_Tasks to carry out:_
1. According to the header of the mailing-list post, on what date and at what time was it sent?
2. Rewrite the mailing-list post, beginning at "[dpdk-dev] GitHub sandbox" and stopping after "for some reason.", with "thought" replaced by "sentence".

_Document text:_
▼▼▼

[dpdk-dev] GitHub sandbox for the DPDK community

Wiles, Keith keith.wiles at intel.com
Thu May 7 05:37:33 CEST 2015


I did not finish a thought for some reason.

On 5/6/15, 4:49 PM, "Wiles, Keith" <keith.wiles at intel.com> wrote:

>Hi Thomas, (sorry about the length)
>
>On 5/6/15, 2:37 PM, "Marc Sune" <marc.sune at bisdn.de> wrote:
>
>>
>>
>>On 06/05/15 23:09, Thomas Monjalon wrote:
>>> Hello everyone,
>>>
>>> I'm back from mini-holidays and it's good to see that there are
>>> a lot of proposals trying to improve our workflow.
>>> Most of the discussions are focus on process and tools, however
>>> we must keep in mind that submitting clean patches and doing more
>>> reviews can greatly improve the life of the project.
>>> The debate for/against GitHub raises several interesting questions
>>> about different parts of the workflow which deserves some detailed
>>> explanations (and context reminders).
>>>
>>> Previously, there was a discussion about the contribution rules and
>>>tools:
>>> 	http://dpdk.org/ml/archives/dev/2015-March/015499.html
>>> Then a coding rules discussion was started:
>>> 	http://dpdk.org/ml/archives/dev/2015-April/016243.html
>>> And a more general thread brought some interesting opinions:
>>> 	http://dpdk.org/ml/archives/dev/2015-April/016551.html
>>> As a consequence, we are now discussing the workflow and especially
>>> how GitHub could help us.

▲▲▲

(Records of labeled boxes)
▼▼▼

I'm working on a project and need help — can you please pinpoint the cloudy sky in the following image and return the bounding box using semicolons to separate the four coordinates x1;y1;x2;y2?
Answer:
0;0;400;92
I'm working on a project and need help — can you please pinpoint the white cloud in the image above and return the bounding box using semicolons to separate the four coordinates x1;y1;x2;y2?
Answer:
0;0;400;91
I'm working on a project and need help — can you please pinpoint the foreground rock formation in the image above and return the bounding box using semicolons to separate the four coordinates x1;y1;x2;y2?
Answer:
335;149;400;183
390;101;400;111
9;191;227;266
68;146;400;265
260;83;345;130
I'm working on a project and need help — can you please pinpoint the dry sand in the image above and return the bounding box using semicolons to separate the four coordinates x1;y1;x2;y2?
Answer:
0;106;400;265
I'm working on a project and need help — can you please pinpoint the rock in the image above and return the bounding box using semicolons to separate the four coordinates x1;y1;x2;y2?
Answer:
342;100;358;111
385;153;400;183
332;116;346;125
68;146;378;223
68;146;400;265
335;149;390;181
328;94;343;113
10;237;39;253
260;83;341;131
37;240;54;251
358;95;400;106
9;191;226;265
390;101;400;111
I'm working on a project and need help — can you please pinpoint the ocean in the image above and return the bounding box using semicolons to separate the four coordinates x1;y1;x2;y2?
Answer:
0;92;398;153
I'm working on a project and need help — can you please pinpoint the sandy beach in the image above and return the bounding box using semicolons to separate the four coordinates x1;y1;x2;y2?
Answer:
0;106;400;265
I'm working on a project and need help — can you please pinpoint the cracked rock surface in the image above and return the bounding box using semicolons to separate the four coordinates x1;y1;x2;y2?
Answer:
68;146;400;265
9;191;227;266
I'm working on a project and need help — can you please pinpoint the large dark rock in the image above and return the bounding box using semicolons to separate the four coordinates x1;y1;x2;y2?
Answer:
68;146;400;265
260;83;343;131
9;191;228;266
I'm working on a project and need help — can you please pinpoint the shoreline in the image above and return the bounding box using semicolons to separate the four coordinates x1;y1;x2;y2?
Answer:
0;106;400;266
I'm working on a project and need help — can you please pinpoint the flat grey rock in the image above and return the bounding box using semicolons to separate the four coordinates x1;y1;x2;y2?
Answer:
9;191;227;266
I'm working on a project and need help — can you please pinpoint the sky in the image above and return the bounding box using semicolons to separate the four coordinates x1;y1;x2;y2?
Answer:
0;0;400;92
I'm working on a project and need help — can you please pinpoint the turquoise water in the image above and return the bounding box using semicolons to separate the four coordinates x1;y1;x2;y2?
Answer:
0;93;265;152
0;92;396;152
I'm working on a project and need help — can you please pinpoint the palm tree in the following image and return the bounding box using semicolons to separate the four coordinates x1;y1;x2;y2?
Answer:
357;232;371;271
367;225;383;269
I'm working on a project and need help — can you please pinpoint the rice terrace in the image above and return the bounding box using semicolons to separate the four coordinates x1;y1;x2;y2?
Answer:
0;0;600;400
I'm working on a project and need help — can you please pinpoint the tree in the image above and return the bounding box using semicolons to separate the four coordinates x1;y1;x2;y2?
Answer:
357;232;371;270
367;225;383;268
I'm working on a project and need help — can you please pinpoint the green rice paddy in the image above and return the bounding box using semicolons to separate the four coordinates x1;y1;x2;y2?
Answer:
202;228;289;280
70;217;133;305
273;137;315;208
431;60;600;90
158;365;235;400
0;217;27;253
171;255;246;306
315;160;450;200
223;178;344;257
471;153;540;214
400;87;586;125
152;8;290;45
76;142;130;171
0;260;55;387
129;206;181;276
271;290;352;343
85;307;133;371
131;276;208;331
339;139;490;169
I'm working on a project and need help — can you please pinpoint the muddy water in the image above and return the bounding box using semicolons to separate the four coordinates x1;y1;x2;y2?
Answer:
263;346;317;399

▲▲▲

_Expected answers:_
1. Thu May 7 05:37:33 CEST 2015

2.
[dpdk-dev] GitHub sandbox for the DPDK community

Wiles, Keith keith.wiles at intel.com
Thu May 7 05:37:33 CEST 2015


I did not finish a sentence for some reason.